## [TASK REQUIREMENTS]
Reproduce without alteration the stretch of items from the line containing "Expected: one point per instance of the suspension" through the end of the items.

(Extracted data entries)
—————
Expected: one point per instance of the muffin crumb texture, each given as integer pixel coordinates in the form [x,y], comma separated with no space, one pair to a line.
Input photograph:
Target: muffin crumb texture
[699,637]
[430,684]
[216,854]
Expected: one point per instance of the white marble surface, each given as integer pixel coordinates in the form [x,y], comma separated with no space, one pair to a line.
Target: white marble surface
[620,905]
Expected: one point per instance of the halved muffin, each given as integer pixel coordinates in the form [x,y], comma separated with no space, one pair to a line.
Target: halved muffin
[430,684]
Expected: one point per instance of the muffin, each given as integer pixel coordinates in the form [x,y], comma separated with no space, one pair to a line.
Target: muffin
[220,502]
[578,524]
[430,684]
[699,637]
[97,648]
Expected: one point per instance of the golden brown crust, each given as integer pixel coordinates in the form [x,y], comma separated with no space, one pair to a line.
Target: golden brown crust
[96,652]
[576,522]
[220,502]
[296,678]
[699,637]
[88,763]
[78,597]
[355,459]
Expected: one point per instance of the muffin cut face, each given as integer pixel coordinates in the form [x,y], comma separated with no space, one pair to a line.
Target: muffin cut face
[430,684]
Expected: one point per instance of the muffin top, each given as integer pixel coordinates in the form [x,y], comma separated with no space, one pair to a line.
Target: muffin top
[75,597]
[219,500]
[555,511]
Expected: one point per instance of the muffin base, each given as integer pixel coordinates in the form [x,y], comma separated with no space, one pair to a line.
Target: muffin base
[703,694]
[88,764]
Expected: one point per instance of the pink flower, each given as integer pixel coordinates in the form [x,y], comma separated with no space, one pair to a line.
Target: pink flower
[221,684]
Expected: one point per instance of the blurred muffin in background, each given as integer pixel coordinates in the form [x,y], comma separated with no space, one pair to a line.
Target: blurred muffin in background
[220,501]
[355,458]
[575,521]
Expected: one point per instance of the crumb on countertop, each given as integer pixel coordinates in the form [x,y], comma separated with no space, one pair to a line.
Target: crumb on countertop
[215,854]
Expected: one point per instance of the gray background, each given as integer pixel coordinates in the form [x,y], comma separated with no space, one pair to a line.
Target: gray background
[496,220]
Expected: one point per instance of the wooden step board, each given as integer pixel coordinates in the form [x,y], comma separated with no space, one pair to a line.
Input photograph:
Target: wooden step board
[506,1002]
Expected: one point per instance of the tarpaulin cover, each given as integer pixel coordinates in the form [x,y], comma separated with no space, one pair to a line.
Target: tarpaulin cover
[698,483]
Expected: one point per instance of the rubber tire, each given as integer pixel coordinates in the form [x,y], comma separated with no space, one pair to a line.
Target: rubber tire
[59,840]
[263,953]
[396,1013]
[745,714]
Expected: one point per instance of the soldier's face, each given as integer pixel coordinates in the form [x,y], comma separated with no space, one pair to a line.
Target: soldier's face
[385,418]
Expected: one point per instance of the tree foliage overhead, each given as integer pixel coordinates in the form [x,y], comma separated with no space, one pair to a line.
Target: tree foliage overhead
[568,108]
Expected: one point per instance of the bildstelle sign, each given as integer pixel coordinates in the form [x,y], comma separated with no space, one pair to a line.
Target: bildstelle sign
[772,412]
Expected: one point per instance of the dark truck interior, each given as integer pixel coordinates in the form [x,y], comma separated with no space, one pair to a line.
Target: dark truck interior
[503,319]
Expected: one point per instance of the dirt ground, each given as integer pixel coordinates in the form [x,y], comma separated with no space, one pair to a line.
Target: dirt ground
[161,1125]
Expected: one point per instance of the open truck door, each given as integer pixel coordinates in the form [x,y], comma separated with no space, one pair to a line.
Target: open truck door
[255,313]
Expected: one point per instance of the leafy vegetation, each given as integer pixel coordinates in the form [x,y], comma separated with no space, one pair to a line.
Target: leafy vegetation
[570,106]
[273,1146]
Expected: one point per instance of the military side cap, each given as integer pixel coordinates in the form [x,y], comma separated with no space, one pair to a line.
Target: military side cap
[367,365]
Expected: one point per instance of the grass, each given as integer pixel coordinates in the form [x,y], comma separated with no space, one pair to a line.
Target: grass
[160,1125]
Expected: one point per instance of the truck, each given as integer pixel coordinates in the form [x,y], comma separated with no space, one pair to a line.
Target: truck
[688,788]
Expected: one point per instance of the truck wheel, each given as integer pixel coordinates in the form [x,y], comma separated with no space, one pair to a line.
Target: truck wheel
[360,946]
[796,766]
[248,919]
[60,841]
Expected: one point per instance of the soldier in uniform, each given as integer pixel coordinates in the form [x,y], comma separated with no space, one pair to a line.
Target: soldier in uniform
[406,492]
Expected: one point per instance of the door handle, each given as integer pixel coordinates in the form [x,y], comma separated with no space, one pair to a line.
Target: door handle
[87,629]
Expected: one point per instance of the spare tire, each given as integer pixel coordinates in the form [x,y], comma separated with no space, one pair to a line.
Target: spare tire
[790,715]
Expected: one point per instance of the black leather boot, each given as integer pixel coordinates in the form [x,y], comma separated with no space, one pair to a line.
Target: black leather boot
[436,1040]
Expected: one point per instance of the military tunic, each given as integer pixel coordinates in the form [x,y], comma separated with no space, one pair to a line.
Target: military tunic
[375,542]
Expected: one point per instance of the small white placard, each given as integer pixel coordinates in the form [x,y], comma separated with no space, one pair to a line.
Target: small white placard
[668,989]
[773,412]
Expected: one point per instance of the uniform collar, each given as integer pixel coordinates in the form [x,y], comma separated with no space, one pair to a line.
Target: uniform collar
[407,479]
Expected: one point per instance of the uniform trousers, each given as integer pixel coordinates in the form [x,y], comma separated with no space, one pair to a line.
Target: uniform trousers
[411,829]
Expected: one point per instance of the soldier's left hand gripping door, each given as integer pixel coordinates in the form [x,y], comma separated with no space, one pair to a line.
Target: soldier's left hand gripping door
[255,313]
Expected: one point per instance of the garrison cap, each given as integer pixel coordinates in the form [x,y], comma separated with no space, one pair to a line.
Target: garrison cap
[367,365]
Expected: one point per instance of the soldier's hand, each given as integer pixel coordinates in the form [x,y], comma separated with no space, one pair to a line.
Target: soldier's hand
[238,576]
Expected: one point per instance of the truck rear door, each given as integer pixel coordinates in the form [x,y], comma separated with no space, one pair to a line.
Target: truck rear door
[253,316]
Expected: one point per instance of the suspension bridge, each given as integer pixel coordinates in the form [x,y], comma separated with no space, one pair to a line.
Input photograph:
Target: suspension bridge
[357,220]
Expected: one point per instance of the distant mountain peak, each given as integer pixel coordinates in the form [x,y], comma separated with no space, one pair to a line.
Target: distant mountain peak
—————
## [OUTPUT BELOW]
Expected: one point per instance of the suspension bridge, each given as integer pixel coordinates in the form [x,y], comma separated with no space, one pair to a line.
Input photograph:
Target: suspension bridge
[357,220]
Expected: one point per instance of the distant mountain peak, each given as integer pixel coordinates in the form [x,y], comma separated with no space, one pair to a line.
Target: distant mountain peak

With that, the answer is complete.